• Metin bölümü:
◇ ◇ ◇ ◇ ◇

By Arma Kaynar / info@eurohoops.net
Bu yazının tüm hakları Eurohoops Ltd. Şti.’ye aittir ve tamamının veya bir kısmının izinsiz kullanılması kesinlikle yasaktır.
Özellikle sosyal medya döneminde NBA’deki her oyuncunun neredeyse her hareketinden, takıma yaptığı katkılardan fazlasıyla haberdar oluyoruz. Ancak bazı oyuncuların gösterdiği performanslar gerek takımlarının başarı durumu gerek beraber oynadıkları oyuncuların ilgiyi çok daha fazla toplaması nedeniyle gözden kaçabiliyor.
Bu da bazı oyuncuların takımları için kritik önem taşıyan performanslar göstermelerine rağmen basketbolseverler tarafından yeteri kadar takdir edilmemesine sebebiyet veriyor. Biz de bu yazımızda lig genelinde hak ettiği değeri görmeyen oyuncuları sizler için derlemeye karar verdik.
Lafı daha fazla uzatmadan listemizde yer alan oyunculara geçiyoruz:
Malcolm Brogdon
Milwaukee Bucks’ın bundan 2 sene önce Malcolm Brogdon’dan niye vazgeçtiğini hala tam olarak anlayabilmiş değilim. Oyununun neredeyse hiçbir kısmında zafiyet bulunmayan Brogdon, hem iyi bir şutör hem de takım arkadaşlarına pozisyon hazırlama konusunda da gayet başarılı bir oyun kurucu.
Pacers’ta oynadığı dönemde de bu yeteneklerini herkese göstermeyi başardı. Pacers’ta bugüne kadar oynadığı maçlarda 18.0 sayı – 7.1 asist ve 4.7 ribaunt ortalamaları yakalayan Brogdon, Domantas Sabonis ile birlikte takımın en iyi oyuncusu konumunda. Ancak büyük olasılıkla çok gösterişli bir oyun tarzına sahip olmayan Brogdon, bunun kurbanı olarak da NBA takipçilerinin fazla dikkatini çekmiyor. Ancak bu yine de onun ne kadar özel bir oyuncu olduğu gerçeğini değiştirmiyor.
Nikola Vucevic
Nikola Vucevic, yazının girişinde bahsettiğimiz oynadığı takımın kurbanı olanlar kategorisinden yazımızda yer buluyor. Uzun oyuncunun özellikle son 3 yılda gösterdiği performansın eleştirilecek neredeyse hiçbir yanı yok. Vucevic, gelenekselleşmiş pivot pozisyonunun çok daha dışında bir oyun tarzıyla geride bıraktığımız yıllarda Orlando Magic’in playofflarda yer almasının belki de tek sebebiydi. Ancak hem playofflarda başarılı olamamaları hem de zayıf doğu konferansında yer almaları Vucevic’in lig genelindeki görünürlüğünü fazlasıyla baltalıyor.

◇ ◇ ◇ ◇ ◇

Bir veri kümesindeki kayıtlar:
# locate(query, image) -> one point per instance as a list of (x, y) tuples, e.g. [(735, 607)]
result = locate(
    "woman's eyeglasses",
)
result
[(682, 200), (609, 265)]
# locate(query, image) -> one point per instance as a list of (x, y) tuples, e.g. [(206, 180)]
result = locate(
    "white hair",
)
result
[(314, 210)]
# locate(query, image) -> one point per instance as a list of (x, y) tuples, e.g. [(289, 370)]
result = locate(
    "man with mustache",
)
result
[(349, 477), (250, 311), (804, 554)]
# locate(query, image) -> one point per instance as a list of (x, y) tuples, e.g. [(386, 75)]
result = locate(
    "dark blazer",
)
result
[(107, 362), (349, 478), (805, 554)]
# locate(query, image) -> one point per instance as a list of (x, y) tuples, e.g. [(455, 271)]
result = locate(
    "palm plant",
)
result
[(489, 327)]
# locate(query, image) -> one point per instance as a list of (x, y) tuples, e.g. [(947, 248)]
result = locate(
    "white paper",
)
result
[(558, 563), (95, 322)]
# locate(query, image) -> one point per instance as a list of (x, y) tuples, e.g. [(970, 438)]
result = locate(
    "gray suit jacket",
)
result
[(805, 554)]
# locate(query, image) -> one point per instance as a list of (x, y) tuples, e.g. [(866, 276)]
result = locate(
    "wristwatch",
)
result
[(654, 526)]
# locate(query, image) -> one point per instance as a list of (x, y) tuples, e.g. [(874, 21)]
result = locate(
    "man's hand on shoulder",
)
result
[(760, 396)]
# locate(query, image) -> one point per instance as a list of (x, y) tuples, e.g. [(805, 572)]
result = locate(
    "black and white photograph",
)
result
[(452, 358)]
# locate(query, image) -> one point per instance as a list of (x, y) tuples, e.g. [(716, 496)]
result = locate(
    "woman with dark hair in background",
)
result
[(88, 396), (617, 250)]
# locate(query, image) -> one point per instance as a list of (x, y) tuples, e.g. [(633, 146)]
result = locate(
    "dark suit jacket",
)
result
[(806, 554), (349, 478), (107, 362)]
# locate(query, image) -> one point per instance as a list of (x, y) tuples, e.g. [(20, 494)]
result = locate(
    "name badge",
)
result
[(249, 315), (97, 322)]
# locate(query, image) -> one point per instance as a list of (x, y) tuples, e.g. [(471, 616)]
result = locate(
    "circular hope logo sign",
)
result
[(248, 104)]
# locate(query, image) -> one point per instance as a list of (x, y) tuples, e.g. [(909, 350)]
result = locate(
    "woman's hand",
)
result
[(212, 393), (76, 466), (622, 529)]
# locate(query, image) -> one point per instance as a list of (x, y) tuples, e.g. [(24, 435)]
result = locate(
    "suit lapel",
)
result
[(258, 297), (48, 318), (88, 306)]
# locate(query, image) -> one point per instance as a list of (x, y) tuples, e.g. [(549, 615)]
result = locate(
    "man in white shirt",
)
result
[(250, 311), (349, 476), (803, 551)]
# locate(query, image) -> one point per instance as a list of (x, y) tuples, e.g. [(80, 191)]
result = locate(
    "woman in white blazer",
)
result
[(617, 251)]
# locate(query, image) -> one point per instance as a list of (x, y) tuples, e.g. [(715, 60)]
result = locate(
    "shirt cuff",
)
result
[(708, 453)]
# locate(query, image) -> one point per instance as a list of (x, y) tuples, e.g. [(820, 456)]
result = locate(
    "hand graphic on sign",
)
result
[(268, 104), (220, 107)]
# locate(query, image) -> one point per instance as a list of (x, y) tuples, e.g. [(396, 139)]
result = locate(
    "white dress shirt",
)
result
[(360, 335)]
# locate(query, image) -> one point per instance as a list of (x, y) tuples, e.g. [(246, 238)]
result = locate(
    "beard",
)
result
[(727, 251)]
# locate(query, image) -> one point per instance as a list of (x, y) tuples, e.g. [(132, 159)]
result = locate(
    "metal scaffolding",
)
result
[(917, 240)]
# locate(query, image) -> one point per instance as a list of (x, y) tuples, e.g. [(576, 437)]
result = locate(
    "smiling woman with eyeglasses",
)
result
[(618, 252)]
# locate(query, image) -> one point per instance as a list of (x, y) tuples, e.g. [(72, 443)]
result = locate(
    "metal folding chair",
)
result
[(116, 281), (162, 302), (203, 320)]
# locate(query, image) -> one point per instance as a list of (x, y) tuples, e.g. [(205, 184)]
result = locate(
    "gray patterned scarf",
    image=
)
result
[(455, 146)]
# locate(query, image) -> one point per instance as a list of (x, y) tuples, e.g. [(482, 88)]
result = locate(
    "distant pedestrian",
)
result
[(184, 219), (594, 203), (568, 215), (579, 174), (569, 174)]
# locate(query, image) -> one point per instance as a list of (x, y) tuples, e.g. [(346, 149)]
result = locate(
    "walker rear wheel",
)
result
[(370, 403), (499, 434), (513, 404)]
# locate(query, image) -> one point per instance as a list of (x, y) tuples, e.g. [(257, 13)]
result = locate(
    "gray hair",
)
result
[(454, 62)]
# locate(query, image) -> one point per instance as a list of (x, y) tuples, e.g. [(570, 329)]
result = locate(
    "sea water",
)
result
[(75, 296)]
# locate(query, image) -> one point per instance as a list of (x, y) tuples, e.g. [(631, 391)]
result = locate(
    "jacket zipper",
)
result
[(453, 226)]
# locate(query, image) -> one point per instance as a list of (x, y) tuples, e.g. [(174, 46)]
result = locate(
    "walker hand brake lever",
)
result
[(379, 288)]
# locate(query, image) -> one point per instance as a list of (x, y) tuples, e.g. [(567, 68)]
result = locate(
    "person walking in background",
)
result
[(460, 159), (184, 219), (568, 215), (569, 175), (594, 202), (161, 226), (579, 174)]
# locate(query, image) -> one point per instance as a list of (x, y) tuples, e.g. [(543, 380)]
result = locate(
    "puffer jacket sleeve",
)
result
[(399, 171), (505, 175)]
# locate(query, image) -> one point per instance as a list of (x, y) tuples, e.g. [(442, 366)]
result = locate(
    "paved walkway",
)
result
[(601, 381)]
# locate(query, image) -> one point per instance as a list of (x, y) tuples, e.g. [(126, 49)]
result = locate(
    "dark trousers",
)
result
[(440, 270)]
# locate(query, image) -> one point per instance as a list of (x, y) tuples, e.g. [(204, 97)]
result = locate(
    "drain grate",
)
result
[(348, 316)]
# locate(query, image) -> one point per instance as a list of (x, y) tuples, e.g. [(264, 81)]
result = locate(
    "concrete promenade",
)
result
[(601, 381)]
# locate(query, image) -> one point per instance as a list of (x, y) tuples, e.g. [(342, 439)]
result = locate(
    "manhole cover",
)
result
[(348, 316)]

◇ ◇ ◇ ◇ ◇

• Yapılacaklar:
[a] Değeri bilinmeyen NBA oyuncularıyla ilgili yazıya göre aşağıdaki soruları yanıtlayın:
(i) Malcolm Brogdon, Pacers'ta oynadığı maçlarda hangi sayı, asist ve ribaunt ortalamalarını yakalamıştır?
(ii) Brogdon ile birlikte Pacers'ın en iyi oyuncusu olarak kim gösterilmektedir?
(iii) Yazıya göre Nikola Vucevic'in lig genelindeki görünürlüğünü baltalayan iki etken nedir?
[b] Değeri bilinmeyen NBA oyuncularını anlatan yazıyı kaldığı yerden devralıp sürdürün.

• Yanıtlar:
[a]
(i) 18.0 sayı, 7.1 asist ve 4.7 ribaunt.
(ii) Domantas Sabonis.
(iii) Takımın playofflarda başarılı olamaması ve zayıf doğu konferansında yer alması.

[b]
Orlando Magic formasıyla 9. sezonunu oynayan Vucevic, 17.3 sayı – 10.7 ribaunt – 2.8 asist ortalamaları yakalamayı başardı. Uzun oyuncu şu anda Orlando Magic’in tüm zamanlar sıralamaların üretilen sayıda 3., ribaunt sıralamasında 2., asist sıralamasında 7., blok sıralamasında 4. ve top çalma sıralamasında ise 6. sırada yer alıyor. Vucevic’in tüm bu yaptıklarının ardından görmezden gelinmesinin Orlando Magic’in pek de başarılı olamayan bir organizasyon olması dışında bir sebebi olduğunu varsaymak çok mantıklı olmaz.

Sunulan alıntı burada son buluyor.